**The input:**

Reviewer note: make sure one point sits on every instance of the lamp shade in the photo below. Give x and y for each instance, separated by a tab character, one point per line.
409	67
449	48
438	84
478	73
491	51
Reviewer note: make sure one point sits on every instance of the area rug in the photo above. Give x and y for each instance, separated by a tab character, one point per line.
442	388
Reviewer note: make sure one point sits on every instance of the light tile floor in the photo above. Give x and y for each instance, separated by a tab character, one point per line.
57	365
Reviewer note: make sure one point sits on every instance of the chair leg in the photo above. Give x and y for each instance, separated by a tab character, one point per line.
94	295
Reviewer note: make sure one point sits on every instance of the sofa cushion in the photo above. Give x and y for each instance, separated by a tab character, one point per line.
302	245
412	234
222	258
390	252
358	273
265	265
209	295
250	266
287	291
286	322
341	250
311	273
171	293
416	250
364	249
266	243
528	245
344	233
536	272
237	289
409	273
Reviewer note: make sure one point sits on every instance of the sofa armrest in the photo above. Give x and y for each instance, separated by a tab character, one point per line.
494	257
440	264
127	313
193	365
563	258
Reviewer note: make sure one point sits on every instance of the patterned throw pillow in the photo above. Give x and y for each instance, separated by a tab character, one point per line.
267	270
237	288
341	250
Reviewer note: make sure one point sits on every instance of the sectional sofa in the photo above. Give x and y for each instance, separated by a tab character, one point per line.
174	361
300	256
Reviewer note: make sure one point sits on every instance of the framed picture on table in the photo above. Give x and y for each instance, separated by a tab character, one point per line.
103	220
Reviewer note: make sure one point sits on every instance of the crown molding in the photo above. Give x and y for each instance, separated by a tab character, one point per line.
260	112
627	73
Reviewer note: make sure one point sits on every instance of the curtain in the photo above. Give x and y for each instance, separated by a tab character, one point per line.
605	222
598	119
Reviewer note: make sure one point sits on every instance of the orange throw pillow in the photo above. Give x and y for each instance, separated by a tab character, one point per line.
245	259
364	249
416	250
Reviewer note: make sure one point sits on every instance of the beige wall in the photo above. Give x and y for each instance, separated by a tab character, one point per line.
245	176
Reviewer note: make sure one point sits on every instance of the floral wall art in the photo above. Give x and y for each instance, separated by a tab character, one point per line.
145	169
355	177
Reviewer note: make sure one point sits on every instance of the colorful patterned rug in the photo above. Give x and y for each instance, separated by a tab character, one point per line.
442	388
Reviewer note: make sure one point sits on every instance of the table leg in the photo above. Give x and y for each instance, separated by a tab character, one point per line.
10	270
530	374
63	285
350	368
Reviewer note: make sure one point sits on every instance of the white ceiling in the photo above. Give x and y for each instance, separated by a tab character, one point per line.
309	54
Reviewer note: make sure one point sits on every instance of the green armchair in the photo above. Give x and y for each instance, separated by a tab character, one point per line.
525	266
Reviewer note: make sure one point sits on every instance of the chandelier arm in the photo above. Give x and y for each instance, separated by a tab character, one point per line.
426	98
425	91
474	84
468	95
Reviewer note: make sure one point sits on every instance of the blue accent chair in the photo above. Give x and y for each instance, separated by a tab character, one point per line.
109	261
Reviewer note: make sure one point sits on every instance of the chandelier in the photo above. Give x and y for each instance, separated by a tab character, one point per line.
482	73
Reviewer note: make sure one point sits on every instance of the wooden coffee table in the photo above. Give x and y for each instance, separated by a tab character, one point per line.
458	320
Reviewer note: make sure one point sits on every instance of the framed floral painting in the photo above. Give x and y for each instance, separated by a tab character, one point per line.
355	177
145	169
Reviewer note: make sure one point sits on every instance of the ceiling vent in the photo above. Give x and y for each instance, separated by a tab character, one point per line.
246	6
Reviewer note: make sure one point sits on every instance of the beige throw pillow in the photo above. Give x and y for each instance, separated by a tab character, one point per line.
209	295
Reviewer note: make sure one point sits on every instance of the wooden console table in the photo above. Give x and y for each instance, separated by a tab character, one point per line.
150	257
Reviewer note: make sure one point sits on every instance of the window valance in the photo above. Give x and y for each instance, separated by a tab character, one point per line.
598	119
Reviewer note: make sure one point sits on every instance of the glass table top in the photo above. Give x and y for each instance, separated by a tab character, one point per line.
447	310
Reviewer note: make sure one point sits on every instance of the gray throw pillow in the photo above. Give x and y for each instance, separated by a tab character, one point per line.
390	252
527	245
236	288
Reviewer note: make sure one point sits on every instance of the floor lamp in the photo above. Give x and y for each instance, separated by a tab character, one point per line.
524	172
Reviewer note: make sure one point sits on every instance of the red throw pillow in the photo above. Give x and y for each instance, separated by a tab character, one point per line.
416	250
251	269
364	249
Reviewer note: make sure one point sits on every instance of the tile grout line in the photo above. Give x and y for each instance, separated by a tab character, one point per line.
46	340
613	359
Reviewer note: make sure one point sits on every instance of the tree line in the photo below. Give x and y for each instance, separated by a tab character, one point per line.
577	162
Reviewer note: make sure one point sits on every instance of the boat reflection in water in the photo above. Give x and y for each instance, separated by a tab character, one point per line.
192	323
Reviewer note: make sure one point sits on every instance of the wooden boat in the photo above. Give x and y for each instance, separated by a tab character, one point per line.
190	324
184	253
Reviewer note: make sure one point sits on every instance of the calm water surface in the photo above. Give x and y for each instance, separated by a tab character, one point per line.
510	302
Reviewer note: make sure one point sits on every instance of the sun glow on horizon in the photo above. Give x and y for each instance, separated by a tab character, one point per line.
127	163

**What you should do:** Using the data above, restate every record word for word.

**Answer section:**
Reviewer note: make sure one point sits on every instance of the lamp shade in the photo below. Give x and y for each instance, separated by a tab character, one point per line.
409	67
449	48
438	84
478	73
491	51
Reviewer note: make sure one point sits on every instance of the area rug in the photo above. Give x and y for each instance, separated by a tab character, one point per line.
442	388
Reviewer note: make sure one point sits on every instance of the light tile floor in the photo above. Give x and y for each instance, separated by a tab character, one point per line.
57	365
Reviewer note: make sure one point sits on every instance of the chair leg in the photo above. Give x and y for each instance, separated by a tab character, one point per line.
94	295
Reviewer note: make sure one point sits on every instance of the sofa cushion in the photo above. Give x and y for each instance, separated by a tab character, one point per line.
302	245
412	234
222	258
390	252
358	273
265	265
209	295
250	266
287	291
286	322
341	250
311	273
171	293
416	250
364	249
266	243
528	245
344	233
536	272
237	289
409	273
Reviewer note: make sure one point sits on every instance of the sofa armrest in the photo above. Give x and y for each instance, separated by a tab character, one point per line.
494	257
440	264
127	313
193	365
563	258
Reviewer note: make sure one point sits on every instance of the patterned throw pillow in the photo above. Give x and y for each instance, separated by a tab character, one point per line.
267	270
237	288
341	250
Reviewer note: make sure one point sits on every instance of the sectional sofa in the photo above. Give x and y for each instance, separated by a tab character, one point per line.
174	361
300	256
Reviewer note: make sure one point sits on every instance of the framed picture on table in the photo above. Give x and y for each instance, separated by a tab character, one point per line.
103	220
Reviewer note: make sure one point sits on every instance of the crown molding in the photo above. Give x and y for each instance, separated by a tab character, one point per line.
260	112
627	73
Reviewer note: make sure one point sits on every instance of the curtain in the photo above. Give x and y for each instance, separated by a tab character, one point per line.
605	222
598	119
Reviewer note: make sure one point sits on every instance of the orange throw pillow in the photo above. Give x and y for each instance, separated by a tab character, one point per line.
245	259
364	249
416	250
Reviewer note: make sure one point sits on every instance of the beige wall in the photo above. Give x and y for each instance, separated by a tab character, one point per line.
245	176
Reviewer note: make sure one point sits on every instance of the floral wall art in the photo above. Give x and y for each instance, separated by a tab character, one point per line.
145	169
355	177
Reviewer note: make sure one point sits on every instance of the colorful patterned rug in the photo above. Give x and y for each instance, separated by a tab character, one point per line.
442	388
Reviewer note: make sure one point sits on every instance of the table leg in the photo above. Give x and y for each instance, separated by a tab character, one point per line.
10	270
530	374
63	285
350	368
Reviewer note: make sure one point sits on every instance of the white ceiling in the photo above. Give x and y for each instance, separated by a tab character, one point per line.
309	54
Reviewer note: make sure one point sits on every instance of the green armchair in the photo above. Give x and y for each instance, separated by a tab character, one point per line.
525	266
Reviewer note: make sure one point sits on every instance of the chandelier arm in the photo above. Give x and y for each instance, separated by a tab character, one point per line.
426	98
425	91
474	84
468	95
Reviewer note: make sure one point sits on every instance of the blue accent chair in the photo above. Give x and y for each instance, separated by a tab character, one point per line.
109	261
Reviewer note: make sure one point sits on every instance of the chandelier in the photo above. Give x and y for each instance, separated by a tab character, one point per line.
482	73
Reviewer note: make sure one point sits on every instance of the wooden coffee table in the photo above. Give x and y for each instance, separated by a tab character, one point per line.
458	320
Reviewer note: make sure one point sits on every instance of the framed floral painting in the photo above. Give x and y for each instance, separated by a tab character, one point per line.
355	177
145	169
Reviewer note: make sure one point sits on every instance of the ceiling vent in the photo above. Give x and y for each instance, separated by a tab character, one point per line.
246	6
Reviewer note: make sure one point sits on every instance of the beige throw pillow in the photo above. Give x and y for each instance, separated by a tab character, one point per line.
209	295
Reviewer note: make sure one point sits on every instance of the wooden console table in the photo above. Give x and y for each instance, separated by a tab character, one point per line.
150	257
Reviewer note: make sure one point sits on every instance of the window valance in the photo above. Give x and y for each instance, separated by a tab character, one point per line.
598	119
Reviewer note: make sure one point sits on every instance of the glass table top in the photo above. Give x and y for each instance, separated by a tab character, one point per line.
447	310
Reviewer note: make sure one point sits on every instance of the gray throw pillow in the photo above. Give x and y for each instance, separated by a tab character, one point per line.
390	252
527	245
236	288
Reviewer note: make sure one point sits on every instance of the floor lamp in the photo above. Give x and y for each instance, separated by a tab character, one point per line.
524	172
Reviewer note: make sure one point sits on every instance of the red throw pillow in the photo above. Give x and y for each instance, separated by a tab character, one point per line.
416	250
251	269
364	249
Reviewer note: make sure one point sits on every instance of the tile grout line in the photo above. Give x and y for each instance, separated by a tab character, one point per line.
46	340
613	359
Reviewer note: make sure one point sits on every instance of the tree line in the photo below. Give x and y for each instance, separated by a tab character, one point per line.
577	162
Reviewer note: make sure one point sits on every instance of the boat reflection in water in the photo above. Give x and y for each instance, separated by a tab character, one point per line.
192	323
Reviewer note: make sure one point sits on every instance of the wooden boat in the photo above. Give x and y for each instance, separated by a tab character, one point per line.
190	324
184	253
Reviewer note: make sure one point sits on every instance of the calm water surface in the photo above. Give x and y for each instance, separated by a tab character, one point per line.
510	302
Reviewer note: make sure one point sits on every instance of the sun glow on horizon in the photo above. Give x and y for each instance, separated by a tab character, one point per line.
127	163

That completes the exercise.